--- START ---
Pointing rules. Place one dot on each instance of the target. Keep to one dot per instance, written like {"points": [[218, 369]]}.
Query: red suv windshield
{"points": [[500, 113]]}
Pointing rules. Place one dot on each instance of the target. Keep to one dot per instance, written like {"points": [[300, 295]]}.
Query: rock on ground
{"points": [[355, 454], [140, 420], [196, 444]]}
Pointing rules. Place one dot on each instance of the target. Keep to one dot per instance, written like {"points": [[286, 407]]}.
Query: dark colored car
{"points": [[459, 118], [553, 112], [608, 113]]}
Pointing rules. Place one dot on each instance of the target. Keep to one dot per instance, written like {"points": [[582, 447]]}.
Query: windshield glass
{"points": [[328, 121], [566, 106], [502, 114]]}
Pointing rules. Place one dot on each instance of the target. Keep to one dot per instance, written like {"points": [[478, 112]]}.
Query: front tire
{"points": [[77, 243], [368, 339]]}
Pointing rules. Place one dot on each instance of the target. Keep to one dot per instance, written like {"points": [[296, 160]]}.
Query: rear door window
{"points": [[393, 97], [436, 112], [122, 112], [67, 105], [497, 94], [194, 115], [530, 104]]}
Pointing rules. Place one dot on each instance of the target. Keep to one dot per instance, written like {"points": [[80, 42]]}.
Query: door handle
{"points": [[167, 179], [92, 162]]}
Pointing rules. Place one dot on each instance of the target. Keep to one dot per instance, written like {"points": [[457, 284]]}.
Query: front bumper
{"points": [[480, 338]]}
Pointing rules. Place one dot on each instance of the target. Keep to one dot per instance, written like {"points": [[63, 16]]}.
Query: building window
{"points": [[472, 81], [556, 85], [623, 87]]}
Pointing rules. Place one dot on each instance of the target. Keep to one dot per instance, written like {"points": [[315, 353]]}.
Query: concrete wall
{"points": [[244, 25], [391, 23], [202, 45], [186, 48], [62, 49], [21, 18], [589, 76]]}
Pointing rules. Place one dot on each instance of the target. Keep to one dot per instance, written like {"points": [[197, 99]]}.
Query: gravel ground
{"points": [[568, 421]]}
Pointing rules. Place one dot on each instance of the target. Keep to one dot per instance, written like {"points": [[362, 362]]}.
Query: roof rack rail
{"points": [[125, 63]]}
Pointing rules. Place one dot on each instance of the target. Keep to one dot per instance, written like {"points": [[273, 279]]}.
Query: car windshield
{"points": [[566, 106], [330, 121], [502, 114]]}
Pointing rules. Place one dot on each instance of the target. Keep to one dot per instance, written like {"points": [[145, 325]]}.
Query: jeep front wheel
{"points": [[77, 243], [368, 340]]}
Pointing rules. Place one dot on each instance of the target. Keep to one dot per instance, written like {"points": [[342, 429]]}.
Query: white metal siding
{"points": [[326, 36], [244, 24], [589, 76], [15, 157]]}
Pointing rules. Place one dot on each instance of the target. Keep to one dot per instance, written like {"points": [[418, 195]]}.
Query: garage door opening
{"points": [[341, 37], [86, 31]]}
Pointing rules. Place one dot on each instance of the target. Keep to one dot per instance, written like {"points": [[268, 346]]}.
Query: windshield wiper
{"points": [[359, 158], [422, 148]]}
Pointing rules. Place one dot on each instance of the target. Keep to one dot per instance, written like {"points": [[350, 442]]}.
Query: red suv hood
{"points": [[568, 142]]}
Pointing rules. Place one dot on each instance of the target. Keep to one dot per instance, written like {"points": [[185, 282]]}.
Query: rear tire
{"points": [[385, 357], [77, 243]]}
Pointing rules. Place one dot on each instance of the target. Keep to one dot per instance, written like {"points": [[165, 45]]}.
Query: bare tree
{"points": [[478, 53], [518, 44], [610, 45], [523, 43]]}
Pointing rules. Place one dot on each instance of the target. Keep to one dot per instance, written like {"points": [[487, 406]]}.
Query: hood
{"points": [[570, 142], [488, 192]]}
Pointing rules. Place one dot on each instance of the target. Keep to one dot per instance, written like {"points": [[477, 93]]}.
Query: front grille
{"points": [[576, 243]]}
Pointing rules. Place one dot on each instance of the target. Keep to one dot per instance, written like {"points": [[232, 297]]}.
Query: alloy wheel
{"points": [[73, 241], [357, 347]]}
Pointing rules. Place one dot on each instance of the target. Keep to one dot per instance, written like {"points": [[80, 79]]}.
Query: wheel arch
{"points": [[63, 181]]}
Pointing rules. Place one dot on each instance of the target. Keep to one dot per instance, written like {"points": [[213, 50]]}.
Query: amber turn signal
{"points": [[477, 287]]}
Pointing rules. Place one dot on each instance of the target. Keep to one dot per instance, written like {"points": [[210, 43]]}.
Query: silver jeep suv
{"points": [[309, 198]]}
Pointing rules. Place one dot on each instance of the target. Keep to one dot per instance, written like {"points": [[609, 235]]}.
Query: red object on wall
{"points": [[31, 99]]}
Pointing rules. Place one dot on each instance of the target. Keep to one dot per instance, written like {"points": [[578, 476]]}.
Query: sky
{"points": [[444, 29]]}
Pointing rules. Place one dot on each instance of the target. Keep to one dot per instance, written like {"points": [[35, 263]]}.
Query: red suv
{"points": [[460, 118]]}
--- END ---
Output each record precisely as given.

▸ WRITTEN SOLUTION
Pointing rules. Place one dot on each instance of the target. Keep to one dot per instance, written like {"points": [[218, 369]]}.
Query: red suv windshield
{"points": [[500, 113]]}
Pointing rules. Place one dot on each instance of the target. Keep to one dot per instance, written like {"points": [[300, 295]]}.
Query: rock on ground
{"points": [[355, 454], [140, 420], [196, 444]]}
Pointing rules. Place one dot on each instance of the target. Keep to one dot per instance, written like {"points": [[286, 407]]}.
Query: dark colored car
{"points": [[459, 118], [553, 112], [608, 113]]}
Pointing rules. Place one dot on each instance of the target. Keep to one dot per instance, written like {"points": [[582, 447]]}.
Query: windshield glass
{"points": [[328, 121], [566, 106], [502, 114]]}
Pointing rules. Place one dot on each instance of the target. Keep to one dot per instance, written like {"points": [[478, 112]]}.
Query: front tire
{"points": [[77, 243], [368, 339]]}
Pointing rules. Place one dot on each instance of the target. Keep to one dot per instance, written like {"points": [[296, 160]]}.
Query: rear door window
{"points": [[393, 97], [436, 112], [122, 112], [67, 105], [497, 94], [194, 115], [530, 104]]}
Pointing rules. Place one dot on each instance of the target. Keep to one dot per instance, written like {"points": [[80, 42]]}.
Query: door handle
{"points": [[167, 179], [92, 162]]}
Pointing rules. Place one dot on each instance of the target. Keep to one dot per instance, written like {"points": [[457, 284]]}.
Query: front bumper
{"points": [[480, 338]]}
Pointing rules. Place one dot on each instance of the target. Keep to one dot per instance, written like {"points": [[63, 16]]}.
Query: building window
{"points": [[472, 81], [556, 85], [623, 87]]}
Pointing rules. Place one dot on each instance of the target. Keep to one dot per instance, written like {"points": [[315, 353]]}.
Query: concrete wall
{"points": [[244, 25], [391, 23], [202, 45], [186, 48], [62, 49], [21, 18], [589, 76]]}
Pointing rules. Place one dot on each instance of the target. Keep to one dot per instance, written like {"points": [[197, 99]]}.
Query: gravel ground
{"points": [[568, 421]]}
Pointing rules. Place one dot on each instance of the target. Keep to one dot per instance, written like {"points": [[362, 362]]}.
Query: roof rack rail
{"points": [[125, 63]]}
Pointing rules. Place one dot on each instance of the target. Keep to one dot per instance, written like {"points": [[273, 279]]}.
Query: car windshield
{"points": [[566, 106], [330, 121], [502, 114]]}
Pointing rules. Place one dot on each instance of the target. Keep to one dot per instance, written like {"points": [[145, 325]]}.
Query: jeep front wheel
{"points": [[77, 243], [368, 340]]}
Pointing rules. Place one dot on each instance of the target. Keep to one dot per instance, written like {"points": [[342, 429]]}.
Query: white metal siding
{"points": [[326, 36], [244, 24], [589, 76], [15, 157]]}
Pointing rules. Place one dot on each instance of the target. Keep to one dot per instance, written like {"points": [[418, 195]]}.
Query: garage door opening
{"points": [[341, 37], [86, 31]]}
Pointing rules. Place one dot on each instance of the target. Keep to one dot per instance, written like {"points": [[268, 346]]}.
Query: windshield wiper
{"points": [[359, 158], [422, 148]]}
Pointing rules. Place one dot on each instance of the target. Keep to one dot per instance, written like {"points": [[350, 442]]}.
Query: red suv hood
{"points": [[568, 142]]}
Pointing rules. Place one dot on each instance of the target. Keep to one dot per instance, written like {"points": [[185, 282]]}.
Query: rear tire
{"points": [[385, 357], [77, 243]]}
Pointing rules. Place one dot on each instance of the target. Keep to one dot per instance, written like {"points": [[165, 45]]}.
Query: bare tree
{"points": [[478, 53], [518, 44], [610, 45], [523, 43]]}
Pointing rules. Place one dot on each instance of the target. Keep to one dot per instance, written like {"points": [[487, 406]]}.
Query: hood
{"points": [[570, 142], [488, 192]]}
Pointing rules. Place one dot on each instance of the target. Keep to one dot per instance, written like {"points": [[477, 93]]}.
Query: front grille
{"points": [[576, 243]]}
Pointing rules. Place one dot on each instance of the target. Keep to one dot per instance, written like {"points": [[232, 297]]}.
Query: alloy wheel
{"points": [[73, 241], [357, 347]]}
Pointing rules. Place one dot on each instance of the target. Keep to one dot per instance, written like {"points": [[80, 79]]}.
Query: wheel arch
{"points": [[63, 181]]}
Pointing rules. Place one dot on each instance of the target. Keep to one dot per instance, written like {"points": [[213, 50]]}.
Query: amber turn signal
{"points": [[477, 287]]}
Pointing rules. Place one dot on each instance of the target. Keep to one dot per instance, written like {"points": [[210, 43]]}.
Query: silver jeep suv
{"points": [[309, 198]]}
Pointing rules. Place one dot on each instance of the target. Keep to one dot per instance, written like {"points": [[609, 235]]}.
Query: red object on wall
{"points": [[31, 99]]}
Pointing rules. Place one dot on each instance of the target. Keep to one dot per instance, written like {"points": [[578, 476]]}.
Query: sky
{"points": [[444, 29]]}
Pointing rules. Place one dot on each instance of the target. Keep to one dot per instance, written like {"points": [[35, 263]]}.
Query: red suv
{"points": [[460, 118]]}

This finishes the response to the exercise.